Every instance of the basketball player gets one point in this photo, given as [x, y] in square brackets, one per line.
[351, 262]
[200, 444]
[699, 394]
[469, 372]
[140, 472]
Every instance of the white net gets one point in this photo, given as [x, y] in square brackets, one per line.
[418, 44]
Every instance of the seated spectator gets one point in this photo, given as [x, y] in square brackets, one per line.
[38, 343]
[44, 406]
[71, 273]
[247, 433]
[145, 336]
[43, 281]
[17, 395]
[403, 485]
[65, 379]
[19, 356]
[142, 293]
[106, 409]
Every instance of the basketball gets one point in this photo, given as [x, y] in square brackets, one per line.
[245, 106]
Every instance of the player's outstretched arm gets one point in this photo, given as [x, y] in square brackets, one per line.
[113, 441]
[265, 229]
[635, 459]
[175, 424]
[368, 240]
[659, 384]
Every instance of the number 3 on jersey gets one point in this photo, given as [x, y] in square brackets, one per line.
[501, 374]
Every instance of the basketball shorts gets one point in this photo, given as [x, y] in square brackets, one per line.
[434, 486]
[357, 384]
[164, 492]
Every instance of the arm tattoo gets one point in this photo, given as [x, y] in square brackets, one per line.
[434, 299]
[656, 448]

------------------------------------------------------------

Written problem:
Every entry should be output exactly as written, please.

Solution to this problem:
Every instance of the basketball player gets one point in this photo, given as [x, y] in square brackets, one per line.
[351, 262]
[200, 444]
[699, 394]
[469, 372]
[140, 472]
Every instance of the white net gets one point in this photo, given as [x, y] in square brackets, one per line.
[418, 44]
Every instance of the seated spectator gets one point in this photo, given as [x, y] in square brackets, one per line.
[38, 343]
[44, 406]
[71, 273]
[247, 433]
[145, 336]
[43, 281]
[17, 395]
[403, 485]
[65, 379]
[19, 356]
[142, 293]
[106, 409]
Every instance of the basketball gets one point in this photo, given as [x, y] in square brackets, one per line.
[245, 106]
Every instance of the player's outstretched arm gets one point in this photo, given as [x, y] in square brackets, one per line.
[113, 441]
[265, 229]
[635, 459]
[175, 424]
[368, 240]
[659, 384]
Every instance of the number 3 on jersey gets one point in this photo, given as [x, y] in square brackets, one per line.
[501, 374]
Every instance of the basketball shorts gets one point in this photo, given as [x, y] in square brackets, one per line.
[434, 486]
[357, 384]
[164, 492]
Every instance of the arm tattoo gets one point in this photo, given as [x, y] in square brackets, one per line.
[434, 299]
[656, 448]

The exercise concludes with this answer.